▶ **The exercise**
Copy the entries below word for word, starting at the line that contains "Bet you can't find the older man's face" and continuing through the last line of the entries.

▶ **Exercise material**
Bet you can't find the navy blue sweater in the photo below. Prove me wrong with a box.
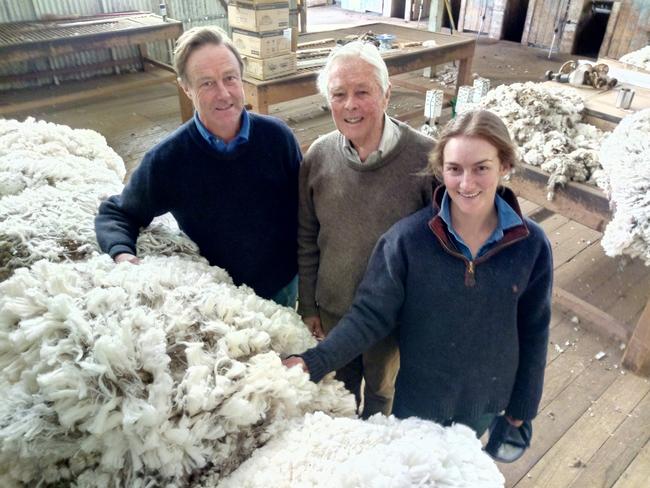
[303,189,553,422]
[95,113,301,298]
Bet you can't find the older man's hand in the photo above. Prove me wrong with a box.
[282,356,309,373]
[113,252,140,264]
[302,315,325,341]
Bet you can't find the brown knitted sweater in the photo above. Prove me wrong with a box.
[298,119,435,317]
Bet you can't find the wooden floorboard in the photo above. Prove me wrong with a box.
[565,386,650,488]
[613,441,650,488]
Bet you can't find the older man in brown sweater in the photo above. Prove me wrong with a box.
[298,41,434,418]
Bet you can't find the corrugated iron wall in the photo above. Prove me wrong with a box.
[0,0,228,90]
[599,0,650,59]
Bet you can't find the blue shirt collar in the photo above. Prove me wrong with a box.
[194,110,251,153]
[438,190,524,261]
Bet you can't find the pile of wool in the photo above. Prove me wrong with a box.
[0,150,121,198]
[620,46,650,71]
[479,82,605,199]
[0,119,203,281]
[0,117,126,181]
[597,109,650,265]
[215,413,505,488]
[0,178,204,281]
[0,255,354,488]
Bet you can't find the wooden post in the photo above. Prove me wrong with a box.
[623,300,650,376]
[176,81,194,122]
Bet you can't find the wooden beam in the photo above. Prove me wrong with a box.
[0,74,176,116]
[623,301,650,376]
[553,287,630,342]
[511,164,611,232]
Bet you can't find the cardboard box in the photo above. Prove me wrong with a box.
[244,53,297,80]
[228,3,289,32]
[232,29,291,58]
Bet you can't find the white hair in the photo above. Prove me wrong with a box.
[316,41,389,100]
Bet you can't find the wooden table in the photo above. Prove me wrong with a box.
[244,23,476,114]
[0,12,183,85]
[512,82,650,376]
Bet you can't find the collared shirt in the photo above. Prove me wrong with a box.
[439,190,524,261]
[194,110,251,154]
[343,114,399,164]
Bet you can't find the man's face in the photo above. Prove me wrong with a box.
[327,58,390,151]
[182,44,244,142]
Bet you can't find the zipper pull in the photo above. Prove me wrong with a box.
[465,261,476,288]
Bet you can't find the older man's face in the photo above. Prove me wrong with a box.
[183,44,244,142]
[327,58,390,152]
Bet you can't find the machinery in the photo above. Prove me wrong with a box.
[545,60,618,89]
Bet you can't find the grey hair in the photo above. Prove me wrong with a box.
[174,25,244,82]
[316,41,390,103]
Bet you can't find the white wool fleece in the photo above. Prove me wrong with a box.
[0,255,354,487]
[479,82,604,199]
[215,412,505,488]
[0,117,126,181]
[598,109,650,265]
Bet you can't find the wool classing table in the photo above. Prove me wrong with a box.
[181,22,476,120]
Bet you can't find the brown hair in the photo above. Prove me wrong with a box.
[174,25,244,82]
[428,110,519,181]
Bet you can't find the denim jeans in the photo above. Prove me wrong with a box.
[271,275,298,308]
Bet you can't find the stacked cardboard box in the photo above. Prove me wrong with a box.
[228,0,296,80]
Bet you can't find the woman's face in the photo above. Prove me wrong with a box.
[442,136,510,217]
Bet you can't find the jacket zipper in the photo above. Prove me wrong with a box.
[434,233,527,288]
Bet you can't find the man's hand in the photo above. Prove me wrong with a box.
[113,252,140,264]
[302,315,325,341]
[282,356,309,373]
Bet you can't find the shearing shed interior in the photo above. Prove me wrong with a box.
[0,0,650,488]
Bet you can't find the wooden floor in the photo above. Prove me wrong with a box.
[0,11,650,488]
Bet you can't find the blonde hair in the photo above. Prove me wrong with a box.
[174,25,244,82]
[427,110,519,181]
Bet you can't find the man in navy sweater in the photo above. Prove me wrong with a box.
[95,26,302,306]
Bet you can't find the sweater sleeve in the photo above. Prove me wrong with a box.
[506,230,553,420]
[298,152,320,317]
[302,236,406,382]
[95,152,169,258]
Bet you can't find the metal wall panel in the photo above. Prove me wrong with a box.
[0,0,228,90]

▶ **Task response**
Bet you can't find the older man's face in the photo above. Prove me wrong with a box.
[183,44,244,142]
[327,58,390,152]
Bet you can't find the machinery in the photo above. Prove me wrong with a box.
[545,60,618,89]
Bet you can't find the grey hair in the photo above. Prove me wrong with a box.
[174,25,244,82]
[316,41,390,103]
Bet you can't find the white wool fleece in the photo above. Prove me wrong with a box.
[0,255,354,487]
[479,82,604,199]
[215,412,505,488]
[0,117,126,181]
[598,109,650,265]
Bet you can't find the wool classing table in the photo above. Prove me wrong with a box.
[181,22,476,120]
Bet you can't find the brown hair in the photo above. Prove me wrong with a box.
[174,25,244,82]
[428,110,519,181]
Bet you can't find the denim jeans in the photo above. Prove me wrong with a box.
[271,275,298,308]
Bet you can't find the stacked cardboard box in the photo above. Prove me wrong with a box.
[228,0,296,80]
Bet you can't find the woman's face in the photo above. Prove me wrong with a box.
[442,136,510,217]
Bet you can't find the jacket zipper in the photo above. Prove me wrong with a box.
[434,233,527,288]
Bet you can't find the man's hand in the photo above. Prove me wrong with a box.
[113,252,140,264]
[302,315,325,341]
[282,356,309,373]
Bet you can't find the shearing shed interior in the photo above. Prove me wrong with a box.
[0,0,650,488]
Bet you can't find the wooden floor in the photo above. Prove me wrong with a box.
[0,11,650,488]
Bet you can't find the blonde hair in the photo above. Prove me wrong with a box.
[174,25,244,82]
[427,110,519,181]
Bet you can't find the man in navy sweater in the photo above. Prove me wrong with a box.
[95,26,302,306]
Bet you can't find the sweater sleeve in the photo above. Prove me wrong with a box.
[506,230,553,420]
[298,152,320,317]
[302,236,406,382]
[95,152,169,258]
Bet you can't find the metal wall panel in the photo above. Prove me wrong with a box.
[0,0,228,90]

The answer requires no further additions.